#### Отрывок
+ + + +
После экспериментов над этим несчастным пакетом выяснилось, что падает он из-за mmx в USE-флагах.

Баг?

Версия, которая была пару месяцев назад, нормально с mmx собиралась...

----------

## Double

 *dish wrote:*   

> После экспериментов над этим несчастным пакетом выяснилось, что падает он из-за mmx в USE-флагах.
> 
> Баг?

 да *Quote:*   

> 
> 
> Версия, которая была пару месяцев назад, нормально с mmx собиралась...

 

----------

## dish

Сегодня синкился, вышла новая версия ffmpeg -- она тоже нормально собралась с mmx.

Видимо, сама версия бажная.

Та версия, которая была пару месяцев назад у меня тоже нормально собиралась с mmx.

----------

## rusxakep

Double: Это тоже правильно. Просто fix_libtool по идее дефакто нуно запускать после обновления gcc (точнее версии)

----------

## Double

 *rusxakep wrote:*   

> Double: Это тоже правильно. Просто fix_libtool по идее дефакто нуно запускать после обновления gcc (точнее версии)

 

я видимо чего-то непонял если gcc-config тоже правильно то как мне его нужно было использовать в данном случае

gcc-config насколько я понимаю  управляет установкой версии gcc  которую я хочу использовать в текущий момент, как же мне использовать gcc-config если версии gcc которая требовалась у меня "нету"
+ + + +
#### Исходные строки
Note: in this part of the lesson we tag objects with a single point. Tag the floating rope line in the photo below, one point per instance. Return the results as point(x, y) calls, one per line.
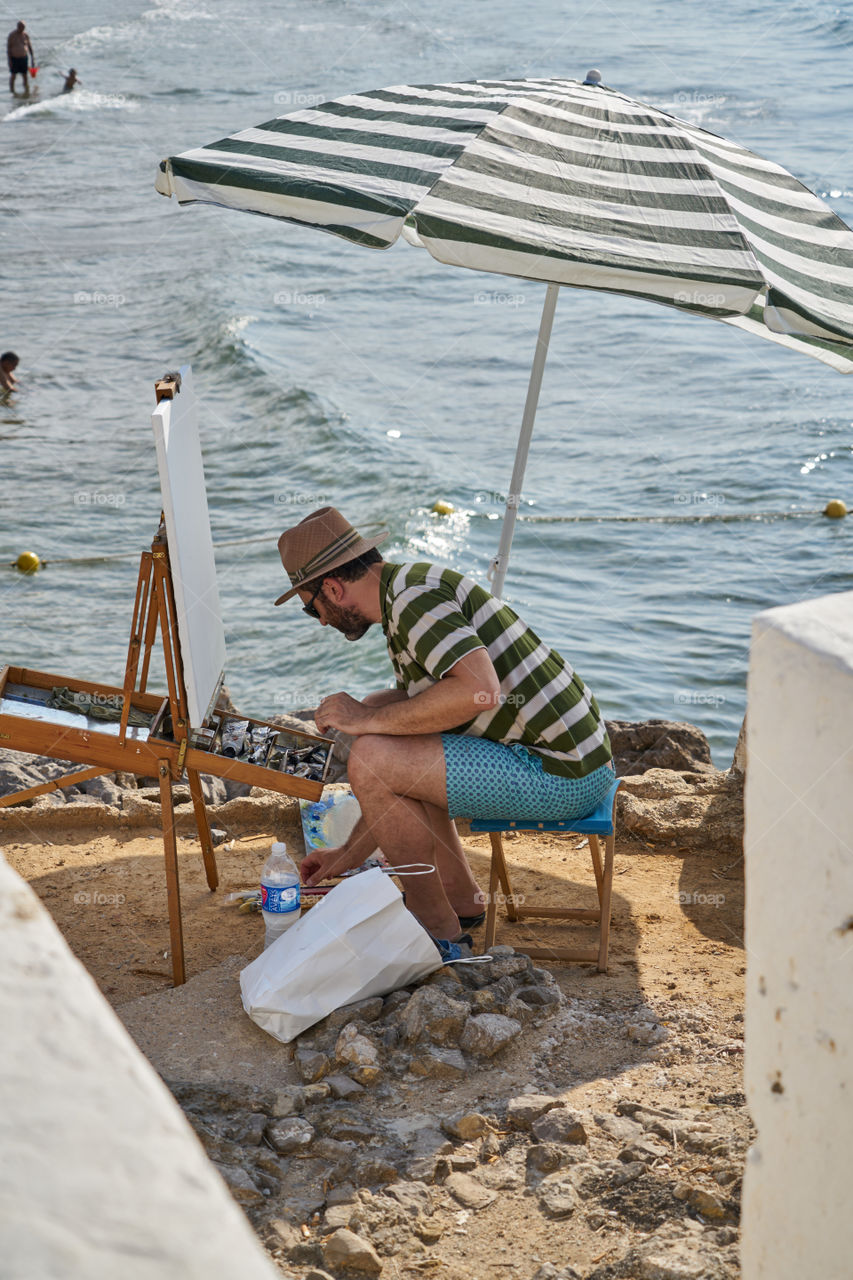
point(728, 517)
+ + + +
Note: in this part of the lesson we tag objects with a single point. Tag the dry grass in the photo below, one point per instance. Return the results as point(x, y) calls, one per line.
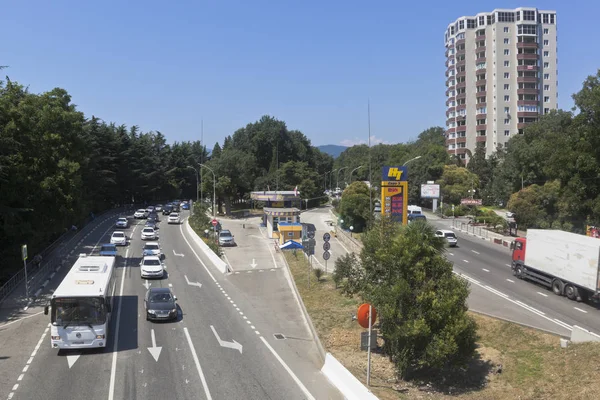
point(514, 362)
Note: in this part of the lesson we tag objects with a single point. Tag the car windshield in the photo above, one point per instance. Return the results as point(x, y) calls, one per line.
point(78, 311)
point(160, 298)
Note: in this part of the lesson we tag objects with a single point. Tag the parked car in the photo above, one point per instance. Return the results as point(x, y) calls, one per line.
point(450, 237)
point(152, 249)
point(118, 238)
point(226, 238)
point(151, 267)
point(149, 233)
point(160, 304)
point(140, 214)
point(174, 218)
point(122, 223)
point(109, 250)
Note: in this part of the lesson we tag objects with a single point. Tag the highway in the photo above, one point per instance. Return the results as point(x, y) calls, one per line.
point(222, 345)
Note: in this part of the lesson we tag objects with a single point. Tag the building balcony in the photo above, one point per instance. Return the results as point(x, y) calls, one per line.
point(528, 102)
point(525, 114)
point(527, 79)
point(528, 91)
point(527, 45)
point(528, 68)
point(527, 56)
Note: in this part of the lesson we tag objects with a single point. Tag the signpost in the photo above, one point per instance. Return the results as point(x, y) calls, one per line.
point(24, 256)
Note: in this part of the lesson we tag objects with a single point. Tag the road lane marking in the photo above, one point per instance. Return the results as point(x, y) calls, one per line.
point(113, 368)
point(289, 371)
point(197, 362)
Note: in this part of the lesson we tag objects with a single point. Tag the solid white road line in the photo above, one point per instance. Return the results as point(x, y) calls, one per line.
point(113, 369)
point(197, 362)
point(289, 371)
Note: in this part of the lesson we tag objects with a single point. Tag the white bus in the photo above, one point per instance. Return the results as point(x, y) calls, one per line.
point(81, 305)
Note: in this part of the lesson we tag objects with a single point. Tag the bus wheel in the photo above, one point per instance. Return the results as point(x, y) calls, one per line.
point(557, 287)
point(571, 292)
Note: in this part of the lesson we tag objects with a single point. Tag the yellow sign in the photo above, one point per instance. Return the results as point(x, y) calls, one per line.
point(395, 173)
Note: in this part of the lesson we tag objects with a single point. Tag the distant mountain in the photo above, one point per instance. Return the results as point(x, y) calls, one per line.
+ + + +
#### Задание
Пожалуйста, скопируйте дословно часть отрывка о сборке ffmpeg, начиная со слов «Сегодня синкился, вышла» и далее вплоть до слов «собиралась с mmx.».

#### Ответ
Сегодня синкился, вышла новая версия ffmpeg -- она тоже нормально собралась с mmx.

Видимо, сама версия бажная.

Та версия, которая была пару месяцев назад у меня тоже нормально собиралась с mmx.